Perintah Tertulis 1:
Salin kembali bagian artikel tentang perang tepung dari "Cemang Cemong Perang" sampai "saya buat dimakan.", dan ganti "korban" dengan "sasaran".

Artikel:
Yuki Kato Perang Tepung

Kalau Anda ingin lihat ilustrasi perang tepung saat ultah, bisa kunjungi link berikut. Artis Yuki Kato sedang dikerjai dengan perang tepung oleh keluarganya. Cekidot: (http://kasakusuk.com/yuki-kato-perang-tepung-coklat). Beberapa hari lalu juga saya melihat Charlie Van Houten, vokalis ternama ST12, merayakan ultah dengan dikerjai oleh teman-temannya, dengan cara yang sama, perang tepung. Tidak hanya di kalangan artis, fenomena ini saya amati sudah sering terjadi, dimana saja, kapan saja. Siapa yang memulai? I really don’t know. Believe it or not, it has been a part of our culture now.

Cemang Cemong Perang Tepung

Ironi Masyarakat Hobi “Bully”

Kadang saya merasa heran. Perang tepung tak hanya berdiri sendiri. Masih dalam rangka memperingati hari ulang tahun, biasanya seseorang yang jadi “korban” akan dicemongi wajahnya dengan kue yang sudah dibeli bersama-sama. Kadang, harga kuenya tak tanggung-tanggung. Cukup mahal. Tapi fungsi dan kemanfaatannya bukan untuk dimakan, tapi untuk dilumuri ke wajah si ulang tahun. Sangat disayangkan. Mendingan kasih ke saya buat dimakan.

Kalau bicara masalah karakter masyarakat kita, iseng-iseng saya mau ajak Anda para pembaca untuk mengamati program yang saat ini sedang digemari masyarakat di Jakarta dan kota-kota besar lainnya, yaitu Opera Van Java di Trans7.

OVJ & Budaya “Nge-bully” (http://the-marketeers.com)

FYI, sebagian pemain OVJ adalah komedian lawas. Nunung terkenal lewat Srimulat. Demikian juga Parto yang berasal dari grup komedi Patrio. Namun, bersama Sule, Azis Gagap, dan Andre Taulani, kedua komedian lawas itu jadi lebih tenar daripada sebelumnya. Di acara komedi yang tayang saat prime time itu, kelucuan demi kelucuan dibangun dengan saling ‘ngerjain’ antarpemain. Kadang-kadang, lawakan menjadi slapstick kasar, seperti mendorong lawan main sampai terjatuh dan merusak properti panggung yang sengaja dibuat dari styrofoam.

Perintah Tertulis 2:
Tuliskan lagi entri dataset di bawah dari baris yang memuat "Annotation task — tag the built-in" sampai baris yang memuat "[(573, 261)]" (kedua baris itu termasuk), lengkap dengan perintahnya, dan kalikan setiap koordinat titik pada jawaban dengan 2,3 lalu bulatkan ke bilangan bulat terdekat, dengan nilai tepat setengah dibulatkan ke atas. Gambarnya tidak perlu disertakan.

Entri Dataset:
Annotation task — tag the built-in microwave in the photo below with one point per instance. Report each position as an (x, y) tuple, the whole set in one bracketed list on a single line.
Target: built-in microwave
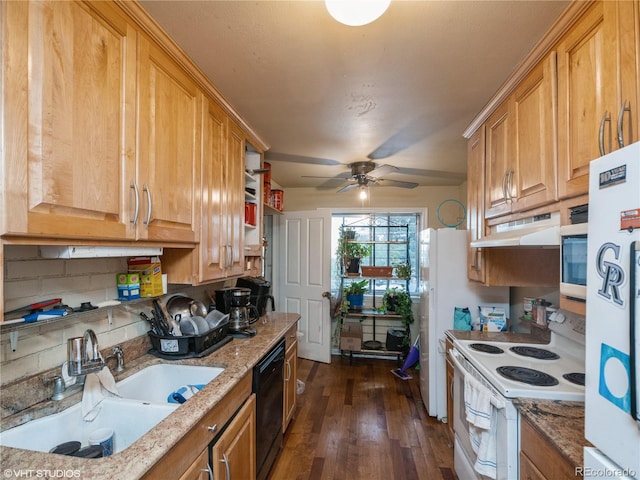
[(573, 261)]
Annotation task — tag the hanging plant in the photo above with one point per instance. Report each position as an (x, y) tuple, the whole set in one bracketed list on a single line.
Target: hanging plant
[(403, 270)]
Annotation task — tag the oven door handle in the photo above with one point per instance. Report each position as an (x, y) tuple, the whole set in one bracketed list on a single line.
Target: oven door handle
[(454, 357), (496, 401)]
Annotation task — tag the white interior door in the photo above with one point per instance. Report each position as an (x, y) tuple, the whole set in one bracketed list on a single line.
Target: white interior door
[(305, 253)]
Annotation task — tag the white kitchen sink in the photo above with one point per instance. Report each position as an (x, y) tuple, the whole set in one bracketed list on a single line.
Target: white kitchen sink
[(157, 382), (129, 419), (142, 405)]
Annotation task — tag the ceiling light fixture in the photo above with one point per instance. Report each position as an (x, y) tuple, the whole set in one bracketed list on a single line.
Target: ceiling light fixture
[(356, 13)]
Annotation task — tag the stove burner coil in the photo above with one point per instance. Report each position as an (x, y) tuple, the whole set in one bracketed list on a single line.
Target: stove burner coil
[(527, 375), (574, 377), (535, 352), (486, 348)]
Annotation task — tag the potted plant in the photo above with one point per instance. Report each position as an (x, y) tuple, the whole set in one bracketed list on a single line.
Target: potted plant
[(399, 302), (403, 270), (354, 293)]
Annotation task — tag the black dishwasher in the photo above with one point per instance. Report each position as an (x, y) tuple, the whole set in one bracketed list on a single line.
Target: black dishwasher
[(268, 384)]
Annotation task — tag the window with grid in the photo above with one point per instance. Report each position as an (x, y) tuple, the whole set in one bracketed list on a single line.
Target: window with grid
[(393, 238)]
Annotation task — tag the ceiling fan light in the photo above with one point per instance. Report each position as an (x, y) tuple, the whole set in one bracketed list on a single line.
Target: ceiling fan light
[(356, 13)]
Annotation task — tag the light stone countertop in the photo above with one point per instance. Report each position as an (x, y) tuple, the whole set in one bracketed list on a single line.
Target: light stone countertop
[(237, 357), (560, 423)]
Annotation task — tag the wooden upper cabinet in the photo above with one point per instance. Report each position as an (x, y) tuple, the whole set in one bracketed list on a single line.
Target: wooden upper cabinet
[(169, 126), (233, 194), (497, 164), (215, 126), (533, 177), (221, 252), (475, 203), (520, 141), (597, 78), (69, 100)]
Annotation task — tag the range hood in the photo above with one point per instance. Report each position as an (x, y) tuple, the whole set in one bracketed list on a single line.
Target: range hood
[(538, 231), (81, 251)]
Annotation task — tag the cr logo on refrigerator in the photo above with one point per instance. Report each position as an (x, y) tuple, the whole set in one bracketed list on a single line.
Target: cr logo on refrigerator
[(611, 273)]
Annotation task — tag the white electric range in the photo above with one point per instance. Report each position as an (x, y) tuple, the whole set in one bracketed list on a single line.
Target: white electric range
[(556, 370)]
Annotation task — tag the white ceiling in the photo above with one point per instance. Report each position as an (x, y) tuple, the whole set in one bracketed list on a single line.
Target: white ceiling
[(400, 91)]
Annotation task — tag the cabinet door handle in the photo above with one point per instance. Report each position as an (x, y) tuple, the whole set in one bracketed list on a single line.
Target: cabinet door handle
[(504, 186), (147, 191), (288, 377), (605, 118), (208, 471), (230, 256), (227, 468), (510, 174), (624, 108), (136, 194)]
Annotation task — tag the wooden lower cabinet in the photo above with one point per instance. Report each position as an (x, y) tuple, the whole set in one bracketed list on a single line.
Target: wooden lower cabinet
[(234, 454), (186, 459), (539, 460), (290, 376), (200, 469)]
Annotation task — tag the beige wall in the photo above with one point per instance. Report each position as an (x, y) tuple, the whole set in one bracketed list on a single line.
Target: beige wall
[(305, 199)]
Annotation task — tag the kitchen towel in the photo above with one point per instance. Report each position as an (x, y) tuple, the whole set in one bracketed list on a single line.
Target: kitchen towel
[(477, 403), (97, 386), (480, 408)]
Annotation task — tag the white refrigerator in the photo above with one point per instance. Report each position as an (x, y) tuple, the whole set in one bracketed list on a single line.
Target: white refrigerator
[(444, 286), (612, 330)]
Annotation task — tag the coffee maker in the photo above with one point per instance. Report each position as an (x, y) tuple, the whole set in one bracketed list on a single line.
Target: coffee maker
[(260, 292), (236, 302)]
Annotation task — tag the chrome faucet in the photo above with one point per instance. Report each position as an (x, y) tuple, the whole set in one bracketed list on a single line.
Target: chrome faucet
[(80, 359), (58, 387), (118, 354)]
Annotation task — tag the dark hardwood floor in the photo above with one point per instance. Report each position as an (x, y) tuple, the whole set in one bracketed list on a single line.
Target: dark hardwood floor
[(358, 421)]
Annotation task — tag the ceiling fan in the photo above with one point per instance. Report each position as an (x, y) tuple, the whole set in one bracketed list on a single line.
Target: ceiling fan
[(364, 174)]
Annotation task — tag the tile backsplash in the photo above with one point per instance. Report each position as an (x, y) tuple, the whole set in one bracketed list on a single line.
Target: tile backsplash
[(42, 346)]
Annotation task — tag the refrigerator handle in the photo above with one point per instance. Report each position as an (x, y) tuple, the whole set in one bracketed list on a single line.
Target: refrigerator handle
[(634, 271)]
...
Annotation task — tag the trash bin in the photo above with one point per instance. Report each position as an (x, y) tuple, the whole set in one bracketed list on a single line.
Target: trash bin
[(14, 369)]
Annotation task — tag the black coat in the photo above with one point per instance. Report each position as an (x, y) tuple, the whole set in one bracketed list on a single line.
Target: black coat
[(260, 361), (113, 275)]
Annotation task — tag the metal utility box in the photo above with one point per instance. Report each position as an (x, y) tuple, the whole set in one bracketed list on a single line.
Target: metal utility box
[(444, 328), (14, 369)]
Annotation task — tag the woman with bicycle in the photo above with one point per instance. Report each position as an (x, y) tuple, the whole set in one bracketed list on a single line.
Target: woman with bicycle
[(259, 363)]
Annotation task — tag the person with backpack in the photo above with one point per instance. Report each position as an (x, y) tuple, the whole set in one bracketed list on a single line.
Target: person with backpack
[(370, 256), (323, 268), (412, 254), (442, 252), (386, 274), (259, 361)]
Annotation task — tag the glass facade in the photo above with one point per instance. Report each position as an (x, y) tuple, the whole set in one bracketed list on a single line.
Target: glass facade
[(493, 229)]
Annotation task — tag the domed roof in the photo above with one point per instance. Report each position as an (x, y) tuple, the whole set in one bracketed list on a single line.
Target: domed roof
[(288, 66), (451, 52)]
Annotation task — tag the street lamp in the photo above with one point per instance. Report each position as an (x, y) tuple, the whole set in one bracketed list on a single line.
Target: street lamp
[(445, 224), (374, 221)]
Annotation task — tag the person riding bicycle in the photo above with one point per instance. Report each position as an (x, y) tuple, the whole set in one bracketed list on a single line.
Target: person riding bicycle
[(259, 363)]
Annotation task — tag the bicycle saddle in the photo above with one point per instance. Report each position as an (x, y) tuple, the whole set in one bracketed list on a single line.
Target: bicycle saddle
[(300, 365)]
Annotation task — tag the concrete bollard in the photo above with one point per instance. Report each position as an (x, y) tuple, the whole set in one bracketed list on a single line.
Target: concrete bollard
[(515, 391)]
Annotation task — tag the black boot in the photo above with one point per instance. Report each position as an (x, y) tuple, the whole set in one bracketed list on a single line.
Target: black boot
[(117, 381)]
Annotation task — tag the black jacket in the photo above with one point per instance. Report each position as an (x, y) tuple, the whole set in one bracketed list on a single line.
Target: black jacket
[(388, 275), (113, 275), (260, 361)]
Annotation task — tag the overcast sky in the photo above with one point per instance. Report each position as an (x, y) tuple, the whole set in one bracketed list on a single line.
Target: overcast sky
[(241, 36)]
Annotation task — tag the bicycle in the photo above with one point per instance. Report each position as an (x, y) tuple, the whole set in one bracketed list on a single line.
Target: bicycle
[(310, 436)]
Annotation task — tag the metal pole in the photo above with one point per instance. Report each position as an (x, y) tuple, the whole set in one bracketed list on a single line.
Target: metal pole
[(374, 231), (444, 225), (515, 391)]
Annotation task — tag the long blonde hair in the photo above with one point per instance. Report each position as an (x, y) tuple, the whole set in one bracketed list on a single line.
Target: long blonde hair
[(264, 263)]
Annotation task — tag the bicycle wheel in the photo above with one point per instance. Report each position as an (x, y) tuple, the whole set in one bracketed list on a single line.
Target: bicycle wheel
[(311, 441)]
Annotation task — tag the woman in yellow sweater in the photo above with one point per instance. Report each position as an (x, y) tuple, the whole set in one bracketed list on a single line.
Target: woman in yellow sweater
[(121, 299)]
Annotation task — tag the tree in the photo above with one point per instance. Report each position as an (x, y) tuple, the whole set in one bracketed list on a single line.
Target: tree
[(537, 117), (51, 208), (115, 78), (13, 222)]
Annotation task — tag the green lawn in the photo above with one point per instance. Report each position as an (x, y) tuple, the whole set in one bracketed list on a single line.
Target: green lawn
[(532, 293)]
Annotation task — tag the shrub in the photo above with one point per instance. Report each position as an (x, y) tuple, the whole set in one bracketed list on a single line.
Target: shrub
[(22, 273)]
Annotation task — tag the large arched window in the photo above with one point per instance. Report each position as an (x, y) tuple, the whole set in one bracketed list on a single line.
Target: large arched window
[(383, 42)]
---
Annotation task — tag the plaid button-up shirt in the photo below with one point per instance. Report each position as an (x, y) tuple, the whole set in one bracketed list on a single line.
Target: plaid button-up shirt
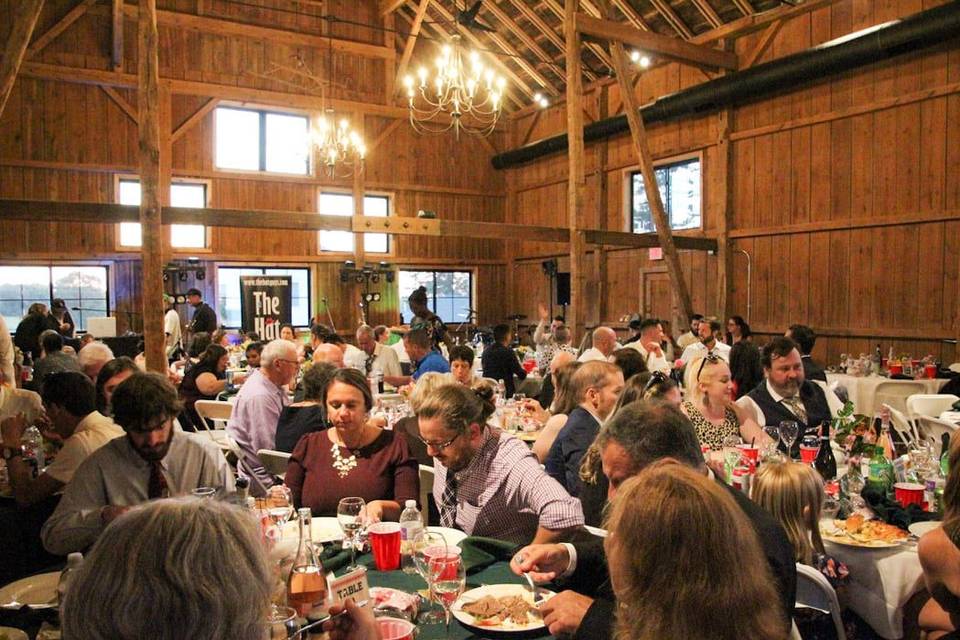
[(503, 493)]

Jawaban 1:
Cemang Cemong Perang Tepung

Ironi Masyarakat Hobi “Bully”

Kadang saya merasa heran. Perang tepung tak hanya berdiri sendiri. Masih dalam rangka memperingati hari ulang tahun, biasanya seseorang yang jadi “sasaran” akan dicemongi wajahnya dengan kue yang sudah dibeli bersama-sama. Kadang, harga kuenya tak tanggung-tanggung. Cukup mahal. Tapi fungsi dan kemanfaatannya bukan untuk dimakan, tapi untuk dilumuri ke wajah si ulang tahun. Sangat disayangkan. Mendingan kasih ke saya buat dimakan.

Jawaban 2:
Annotation task — tag the built-in microwave in the photo below with one point per instance. Report each position as an (x, y) tuple, the whole set in one bracketed list on a single line.
Target: built-in microwave
[(1318, 600)]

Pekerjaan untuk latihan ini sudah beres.